WORK INSTRUCTIONS:
The whole listing needs to be restated word for word.

------------

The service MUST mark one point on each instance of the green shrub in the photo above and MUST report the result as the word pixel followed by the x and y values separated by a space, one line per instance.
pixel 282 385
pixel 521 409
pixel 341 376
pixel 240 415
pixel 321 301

------------

YOUR RESPONSE:
The service MUST mark one point on each instance of the green shrub in the photo above and MUST report the result as the word pixel followed by the x and y values separated by a space, one line per instance.
pixel 282 385
pixel 521 409
pixel 341 376
pixel 240 415
pixel 321 301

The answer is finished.